[Start of Given records]
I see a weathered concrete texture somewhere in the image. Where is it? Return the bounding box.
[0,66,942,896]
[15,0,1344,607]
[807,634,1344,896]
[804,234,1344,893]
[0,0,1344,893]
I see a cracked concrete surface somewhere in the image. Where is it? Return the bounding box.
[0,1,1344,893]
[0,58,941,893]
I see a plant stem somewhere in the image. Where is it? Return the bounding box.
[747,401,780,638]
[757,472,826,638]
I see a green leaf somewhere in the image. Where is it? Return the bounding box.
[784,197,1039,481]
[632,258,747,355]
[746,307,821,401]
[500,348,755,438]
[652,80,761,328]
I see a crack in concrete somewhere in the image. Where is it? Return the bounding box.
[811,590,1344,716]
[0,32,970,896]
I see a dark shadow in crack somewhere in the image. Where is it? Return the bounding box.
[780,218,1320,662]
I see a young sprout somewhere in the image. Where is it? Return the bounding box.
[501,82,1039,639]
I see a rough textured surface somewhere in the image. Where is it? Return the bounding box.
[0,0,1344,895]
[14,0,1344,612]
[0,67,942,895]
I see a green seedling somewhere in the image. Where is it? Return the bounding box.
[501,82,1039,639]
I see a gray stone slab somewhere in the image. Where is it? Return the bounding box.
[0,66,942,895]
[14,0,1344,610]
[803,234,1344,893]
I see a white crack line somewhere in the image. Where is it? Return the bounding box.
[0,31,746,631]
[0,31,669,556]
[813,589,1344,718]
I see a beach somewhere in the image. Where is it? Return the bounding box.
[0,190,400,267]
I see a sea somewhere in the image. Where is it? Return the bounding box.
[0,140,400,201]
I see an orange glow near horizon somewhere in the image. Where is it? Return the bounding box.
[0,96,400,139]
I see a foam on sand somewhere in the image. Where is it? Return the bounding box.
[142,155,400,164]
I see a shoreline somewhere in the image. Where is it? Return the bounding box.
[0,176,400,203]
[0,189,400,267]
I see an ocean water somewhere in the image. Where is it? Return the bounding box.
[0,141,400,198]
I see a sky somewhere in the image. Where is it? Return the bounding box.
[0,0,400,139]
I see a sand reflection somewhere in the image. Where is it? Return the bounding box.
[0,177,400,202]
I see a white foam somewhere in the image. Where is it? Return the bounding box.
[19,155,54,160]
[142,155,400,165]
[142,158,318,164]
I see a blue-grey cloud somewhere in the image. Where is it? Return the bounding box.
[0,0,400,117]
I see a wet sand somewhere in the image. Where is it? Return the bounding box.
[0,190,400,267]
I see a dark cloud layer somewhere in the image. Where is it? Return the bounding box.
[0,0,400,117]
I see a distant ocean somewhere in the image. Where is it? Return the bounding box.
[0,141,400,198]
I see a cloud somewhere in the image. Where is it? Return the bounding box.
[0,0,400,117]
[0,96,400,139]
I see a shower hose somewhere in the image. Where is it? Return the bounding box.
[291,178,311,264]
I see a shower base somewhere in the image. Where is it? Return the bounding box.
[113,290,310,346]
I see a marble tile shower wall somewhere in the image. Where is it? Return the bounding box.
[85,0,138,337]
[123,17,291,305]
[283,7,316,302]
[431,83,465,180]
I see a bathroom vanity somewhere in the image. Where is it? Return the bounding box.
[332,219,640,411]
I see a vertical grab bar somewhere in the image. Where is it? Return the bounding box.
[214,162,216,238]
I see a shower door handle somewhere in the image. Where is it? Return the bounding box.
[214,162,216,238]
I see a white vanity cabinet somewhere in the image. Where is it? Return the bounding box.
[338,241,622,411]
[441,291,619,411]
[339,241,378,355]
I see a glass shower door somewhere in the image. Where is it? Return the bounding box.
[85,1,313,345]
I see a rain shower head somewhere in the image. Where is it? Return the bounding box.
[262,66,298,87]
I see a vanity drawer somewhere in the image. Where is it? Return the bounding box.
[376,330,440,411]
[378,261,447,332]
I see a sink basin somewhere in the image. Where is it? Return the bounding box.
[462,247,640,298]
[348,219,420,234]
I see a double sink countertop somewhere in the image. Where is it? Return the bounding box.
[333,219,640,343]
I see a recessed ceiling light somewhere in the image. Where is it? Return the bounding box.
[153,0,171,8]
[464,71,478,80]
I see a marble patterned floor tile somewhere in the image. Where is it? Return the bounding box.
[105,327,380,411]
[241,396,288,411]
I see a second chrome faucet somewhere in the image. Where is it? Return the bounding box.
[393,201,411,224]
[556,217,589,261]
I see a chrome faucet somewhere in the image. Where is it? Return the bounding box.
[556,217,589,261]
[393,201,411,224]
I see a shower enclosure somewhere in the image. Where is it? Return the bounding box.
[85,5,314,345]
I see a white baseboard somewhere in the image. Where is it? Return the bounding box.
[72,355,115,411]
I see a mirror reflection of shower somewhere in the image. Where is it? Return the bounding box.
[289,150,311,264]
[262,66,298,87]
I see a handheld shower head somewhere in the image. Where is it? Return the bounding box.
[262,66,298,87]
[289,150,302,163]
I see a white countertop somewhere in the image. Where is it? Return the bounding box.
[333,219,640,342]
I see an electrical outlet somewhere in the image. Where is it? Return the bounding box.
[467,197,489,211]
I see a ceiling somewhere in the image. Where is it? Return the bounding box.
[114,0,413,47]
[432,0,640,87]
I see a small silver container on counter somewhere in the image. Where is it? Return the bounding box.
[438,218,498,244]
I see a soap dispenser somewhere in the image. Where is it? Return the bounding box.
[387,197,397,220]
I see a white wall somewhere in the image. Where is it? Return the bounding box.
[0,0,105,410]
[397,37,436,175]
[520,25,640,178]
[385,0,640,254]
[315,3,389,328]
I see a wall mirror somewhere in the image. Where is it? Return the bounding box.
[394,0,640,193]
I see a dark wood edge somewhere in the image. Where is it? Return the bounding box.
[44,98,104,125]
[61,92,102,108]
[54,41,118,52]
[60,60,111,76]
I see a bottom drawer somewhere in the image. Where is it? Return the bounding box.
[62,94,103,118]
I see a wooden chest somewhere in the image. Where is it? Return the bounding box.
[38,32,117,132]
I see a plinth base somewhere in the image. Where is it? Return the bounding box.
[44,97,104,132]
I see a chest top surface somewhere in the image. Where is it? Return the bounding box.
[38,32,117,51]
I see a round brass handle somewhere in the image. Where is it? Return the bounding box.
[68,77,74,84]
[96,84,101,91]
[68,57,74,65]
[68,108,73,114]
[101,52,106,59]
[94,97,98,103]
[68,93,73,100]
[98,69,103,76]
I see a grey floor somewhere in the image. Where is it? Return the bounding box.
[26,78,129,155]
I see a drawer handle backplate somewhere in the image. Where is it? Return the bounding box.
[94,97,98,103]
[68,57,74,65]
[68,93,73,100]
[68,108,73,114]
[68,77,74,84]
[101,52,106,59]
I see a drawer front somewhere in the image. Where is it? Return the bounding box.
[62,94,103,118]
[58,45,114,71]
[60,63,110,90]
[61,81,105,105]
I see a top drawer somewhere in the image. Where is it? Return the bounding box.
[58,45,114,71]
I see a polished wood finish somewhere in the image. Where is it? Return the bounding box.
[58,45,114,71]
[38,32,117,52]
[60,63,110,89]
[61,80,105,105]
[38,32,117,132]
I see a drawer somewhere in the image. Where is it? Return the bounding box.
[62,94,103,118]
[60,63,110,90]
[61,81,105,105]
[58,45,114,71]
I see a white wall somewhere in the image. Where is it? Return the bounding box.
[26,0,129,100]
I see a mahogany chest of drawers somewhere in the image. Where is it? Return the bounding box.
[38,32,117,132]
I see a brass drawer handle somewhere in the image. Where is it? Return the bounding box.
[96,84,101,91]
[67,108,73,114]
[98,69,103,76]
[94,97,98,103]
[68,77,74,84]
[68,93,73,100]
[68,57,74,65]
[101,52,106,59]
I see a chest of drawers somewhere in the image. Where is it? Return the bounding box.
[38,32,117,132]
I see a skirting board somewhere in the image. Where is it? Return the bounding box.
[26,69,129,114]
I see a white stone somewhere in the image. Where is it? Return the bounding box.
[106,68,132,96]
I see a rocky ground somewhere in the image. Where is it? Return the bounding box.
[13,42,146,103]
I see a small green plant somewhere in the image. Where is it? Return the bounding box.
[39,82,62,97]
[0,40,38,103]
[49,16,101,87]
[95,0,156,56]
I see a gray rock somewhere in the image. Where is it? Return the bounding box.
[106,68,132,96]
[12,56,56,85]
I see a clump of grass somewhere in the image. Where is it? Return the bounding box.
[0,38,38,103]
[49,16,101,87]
[End of Given records]
* What the task asks
Rewrite the stretch of the listing from the line containing "I see a mirror" through the line containing "[387,197,397,220]", swapping "soap dispenser" for "lotion pump" and leaving everything else the same.

* Reply
I see a mirror reflection of shower somewhere in the image. Where is it? Return the bounding box.
[289,150,311,264]
[262,66,298,87]
I see a handheld shower head somewhere in the image. Where is it? Return the bounding box.
[262,66,298,87]
[289,150,302,163]
I see a white countertop somewhere in the image. Where is it? Return the bounding box.
[333,219,640,342]
I see an electrical outlet somewhere in the image. Where is it? Return the bounding box.
[467,197,489,211]
I see a ceiling somewhere in the image. Where is it? Return the bounding box.
[114,0,413,47]
[432,0,640,87]
I see a small silver container on counter somewhere in the image. Where is it? Return the bounding box.
[438,218,498,244]
I see a lotion pump somewhere in the image. Where is it? Return the bounding box.
[387,197,397,220]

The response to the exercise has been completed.